This spring, local foods advocates have reason to be hopeful. In 2009, there will be more farmers markets than ever, nearly 5,000 nationwide. And in backyards everywhere are some real green shoots, with 43 million Americans planting gardens this year.
But look beyond the local, and so far 2009 has been disastrous for agriculture. Drought, freeze and rain in the Plains all but ruined this year's winter wheat. In North Dakota, our top producer of spring wheat, much of the state's farmland has been sitting unusable, still waterlogged from the March/April floods. And in much of the Corn Belt, seemingly endless rain delayed planting for more than a month. As of mid-May, only 20 percent of corn in Illinois had been sown -- in a normal year they would have been 92 percent complete.
The danger is that crops planted late almost always suffer in yield and/or quality. In most cases, that beats not planting at all, although this year many farmers won't even have that choice. The USDA has predicted that in North Dakota alone, up to 3 million acres -- 15 percent of the state's farmland -- may go unplanted because of flooding.

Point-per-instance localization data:
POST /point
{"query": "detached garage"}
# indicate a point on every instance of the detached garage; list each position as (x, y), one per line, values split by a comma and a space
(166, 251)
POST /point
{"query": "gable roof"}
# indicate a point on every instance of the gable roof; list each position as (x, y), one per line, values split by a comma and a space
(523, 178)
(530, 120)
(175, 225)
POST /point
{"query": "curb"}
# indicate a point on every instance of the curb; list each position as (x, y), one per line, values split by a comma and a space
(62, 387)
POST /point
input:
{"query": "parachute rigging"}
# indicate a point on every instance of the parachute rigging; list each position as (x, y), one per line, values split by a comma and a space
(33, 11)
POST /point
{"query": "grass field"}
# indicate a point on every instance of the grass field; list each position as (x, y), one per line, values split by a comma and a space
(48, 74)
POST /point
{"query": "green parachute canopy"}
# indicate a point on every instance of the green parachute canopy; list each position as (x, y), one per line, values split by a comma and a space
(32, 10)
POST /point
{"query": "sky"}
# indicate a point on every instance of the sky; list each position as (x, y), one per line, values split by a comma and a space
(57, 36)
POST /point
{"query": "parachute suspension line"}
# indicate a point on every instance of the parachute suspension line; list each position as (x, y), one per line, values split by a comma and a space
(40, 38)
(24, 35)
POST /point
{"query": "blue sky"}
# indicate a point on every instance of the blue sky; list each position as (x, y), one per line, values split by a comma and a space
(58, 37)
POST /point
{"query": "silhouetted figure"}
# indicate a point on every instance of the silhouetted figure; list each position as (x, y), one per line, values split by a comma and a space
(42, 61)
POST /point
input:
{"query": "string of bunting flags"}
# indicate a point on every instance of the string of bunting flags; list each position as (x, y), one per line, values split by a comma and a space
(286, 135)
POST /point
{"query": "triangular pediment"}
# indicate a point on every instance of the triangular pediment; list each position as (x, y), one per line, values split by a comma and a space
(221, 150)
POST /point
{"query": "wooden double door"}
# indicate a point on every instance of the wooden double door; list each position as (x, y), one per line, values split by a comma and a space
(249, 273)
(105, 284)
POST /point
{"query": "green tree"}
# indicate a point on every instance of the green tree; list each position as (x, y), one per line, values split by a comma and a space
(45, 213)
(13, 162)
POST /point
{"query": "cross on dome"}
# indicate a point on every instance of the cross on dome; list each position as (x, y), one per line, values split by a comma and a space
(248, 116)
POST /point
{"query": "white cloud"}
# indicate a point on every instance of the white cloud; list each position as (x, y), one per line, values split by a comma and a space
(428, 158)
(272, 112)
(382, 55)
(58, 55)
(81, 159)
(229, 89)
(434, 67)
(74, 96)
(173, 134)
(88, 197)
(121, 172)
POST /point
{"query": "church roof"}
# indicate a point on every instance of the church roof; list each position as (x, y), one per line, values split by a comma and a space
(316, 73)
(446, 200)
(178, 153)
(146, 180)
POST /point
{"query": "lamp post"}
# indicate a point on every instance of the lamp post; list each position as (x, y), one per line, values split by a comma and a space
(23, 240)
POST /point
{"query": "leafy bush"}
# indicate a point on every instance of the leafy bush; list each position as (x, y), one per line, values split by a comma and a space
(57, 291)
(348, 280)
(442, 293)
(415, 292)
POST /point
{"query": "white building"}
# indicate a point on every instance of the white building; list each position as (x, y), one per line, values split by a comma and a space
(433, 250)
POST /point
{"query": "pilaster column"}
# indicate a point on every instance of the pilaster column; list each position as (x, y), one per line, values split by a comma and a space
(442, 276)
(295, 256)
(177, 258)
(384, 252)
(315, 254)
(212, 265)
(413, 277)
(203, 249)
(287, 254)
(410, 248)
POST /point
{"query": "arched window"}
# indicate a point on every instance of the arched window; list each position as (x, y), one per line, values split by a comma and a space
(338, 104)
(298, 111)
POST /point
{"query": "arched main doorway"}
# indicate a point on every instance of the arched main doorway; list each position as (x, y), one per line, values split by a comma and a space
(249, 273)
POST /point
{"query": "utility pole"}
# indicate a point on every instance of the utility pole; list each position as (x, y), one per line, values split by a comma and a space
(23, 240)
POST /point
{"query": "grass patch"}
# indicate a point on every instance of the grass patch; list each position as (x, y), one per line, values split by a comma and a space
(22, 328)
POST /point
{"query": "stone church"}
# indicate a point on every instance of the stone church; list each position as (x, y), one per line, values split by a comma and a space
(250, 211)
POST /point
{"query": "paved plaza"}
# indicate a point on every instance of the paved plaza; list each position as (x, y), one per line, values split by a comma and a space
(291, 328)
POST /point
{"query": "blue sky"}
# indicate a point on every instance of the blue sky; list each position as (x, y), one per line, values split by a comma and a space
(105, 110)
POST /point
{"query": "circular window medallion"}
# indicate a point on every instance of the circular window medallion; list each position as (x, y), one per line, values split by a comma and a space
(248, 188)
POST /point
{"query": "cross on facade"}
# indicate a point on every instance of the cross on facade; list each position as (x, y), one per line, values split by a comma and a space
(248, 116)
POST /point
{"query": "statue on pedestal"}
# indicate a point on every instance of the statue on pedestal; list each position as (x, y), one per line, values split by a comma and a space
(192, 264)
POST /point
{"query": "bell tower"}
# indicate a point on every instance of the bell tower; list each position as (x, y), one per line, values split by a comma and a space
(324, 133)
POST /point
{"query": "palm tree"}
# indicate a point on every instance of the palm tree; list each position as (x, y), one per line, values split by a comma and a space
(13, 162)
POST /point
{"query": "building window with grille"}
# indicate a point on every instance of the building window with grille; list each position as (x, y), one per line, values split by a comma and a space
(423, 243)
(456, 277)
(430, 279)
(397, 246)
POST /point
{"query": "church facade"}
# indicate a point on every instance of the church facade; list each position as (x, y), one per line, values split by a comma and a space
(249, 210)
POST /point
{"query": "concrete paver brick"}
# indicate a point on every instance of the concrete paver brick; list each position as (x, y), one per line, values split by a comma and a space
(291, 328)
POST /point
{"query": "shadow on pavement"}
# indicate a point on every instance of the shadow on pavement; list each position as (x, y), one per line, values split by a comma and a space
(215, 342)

What is needed: Pick up the article on the 2009 farm season after its final sentence and continue it.

Final answer:
There may still be light at the end of the tunnel. Many farmers will switch from wheat or corn to soybeans, which can be sown later and for which there is a global shortage (at least for now). Others have simply planted their intended crops late in hopes that somehow, for the rest of the year, the weather will be perfect. And perhaps it will be. But the fact that we must cross our fingers at all signals that our food system isn't as durable as we believe. Already analysts are warning, for this and other reasons, of a renewed global food crisis later this year.
The root cause is not unlike what has happened with so many investment portfolios of late. By consolidating, centralizing and homogenizing our food system, we've put all our proverbial eggs in one basket. Sure, there are a hell of a lot of eggs in that basket, but when something goes wrong with it -- too much rain, too little -- we have no safety net.
As investment advisers will tell you, at least part of the solution is to diversify. By this I don't mean more farmers markets and gardens, but rather the renovation of the large-scale grain farming that provides most of our calories. To become more resilient, that system needs greater diversity at every level.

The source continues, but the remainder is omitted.